Passage provided
This work was selected by EURO as a finalist for the 2009 EURO Excellence in Practice Award (an award given to recognize outstanding accomplishments in the practice of OR/MS). The Management Science paper [1] is used in my Ph.D. course, while a presentation that covers the work but without a discussion of the finer points of the constraint generation technique is used in my MBA class.

Teaching Advice

I find it hard to give specific teaching advice since I feel teaching is an experience where both the style and background of the instructor and student come into play. Having said that, here are three things to keep in mind that have worked for me.

Be yourself: Early in my academic career, I attended many INFORMS teaching workshops and attended the classes of colleagues who were “star teachers.” I found that using many successful ideas didn’t necessarily work well for me. I eventually realized that teaching is most effective when you are relaxed and yourself. This doesn’t mean you shouldn’t experiment with successful ideas from other faculty. Rather, it means you need to adapt things to best suit your own style and mannerisms. If you are consciously thinking about your teaching style while teaching, then you may not be able to engage with students and pay attention to other aspects of classroom interaction with students.

Be enthusiastic: There are many topics I know well, but I’ve found that I do better in teaching some of these topics better than others. Why? Enthusiasm for a topic rubs off on others. Just think back to the professors who have most excited or interested you in a subject or topic.

Be prepared: Students come from a variety of backgrounds, and discussions (especially of OR/MS techniques applied to practice) can veer off in different directions. One key facet in gaining students’ trust is to be willing to explore these questions and to be sufficiently knowledgeable when the topic moves away from the presented material. I recall teaching a part-time MBA class the deferred acceptance matching algorithm due to Gale and Shapley that is used to match residents and hospitals. As I finished the discussion a student raised her hand and said, “I work for the Association of American Medical Colleges (AAMC), and that was the best explanation I have seen from an academic about how the method works.” She proceeded to discuss other aspects of the match and asked me additional questions related to issues that are faced in practice with this matching process. Thankfully, this was a topic I had spent a fair amount of time studying and passed the test from the domain expert.

Data segment
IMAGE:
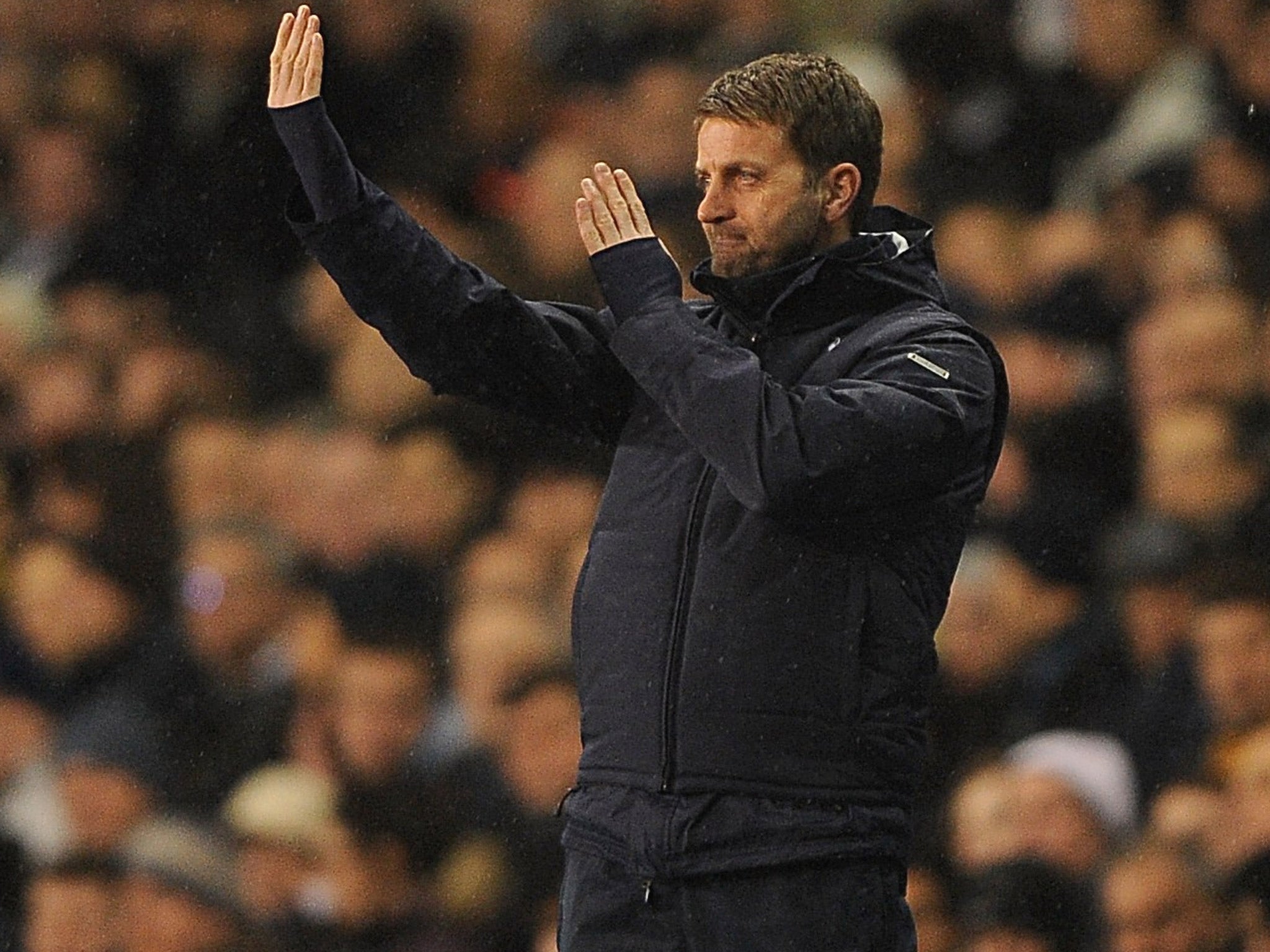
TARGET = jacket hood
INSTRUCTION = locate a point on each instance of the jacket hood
(889, 260)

Problem 1
According to the passage on teaching advice, which organization did the student in the part-time MBA class work for?
Problem 2
Carry on the passage on teaching advice, picking up after its final sentence.

Answer area 1
The Association of American Medical Colleges (AAMC).

Answer area 2
Closing Thoughts

Teaching the joys of OR/MS tools and techniques and their wide applicability in practice is what excites me every day, and something I consciously chose when I decided to give up industry for academia. I view my students’ successes as my own success, and it gives me the greatest pleasure seeing them succeed. These students have won many awards for their practice-oriented research projects (e.g., INFORMS Dantzig Dissertation Award, INFORMS UPS-SOLA Dissertation Award, INFORMS Computing Society Prize, EURO Management Science Strategic Innovation Prize, to name a few) and it has been a privilege to work with each and every one of them. I’d like to mention former Ph.D. students Bob Day and Ioannis Gamvros for their great partnership in some very high-stakes OR/MS practice projects, and former MBA student Commissioner Mark Acton at the Postal Regulatory Commission for being an enthusiastic consumer of OR/MS practice.

S. Raghu Raghavan (raghavan@rhsmith.umd.edu) is a professor of management science and operations management at the University of Maryland’s Robert H. Smith School of Business. Raghavan was awarded the 2016 Prize for the Teaching of the Operations Research/Management Science Practice from INFORMS.
References
1.    R. Day and S. Raghavan, 2007, “Fair Payments for Efficient Allocations in Public Sector Combinatorial Auctions,” Management Science, Vol. 53, No. 9, pp. 1,389-1,406.
2.    Gamvros, R. Nidel and S. Raghavan, 2006, “Investment Analysis and Budget Allocation at Catholic Relief Services,” Interfaces, Vol. 36. No. 5, pp. 400-406.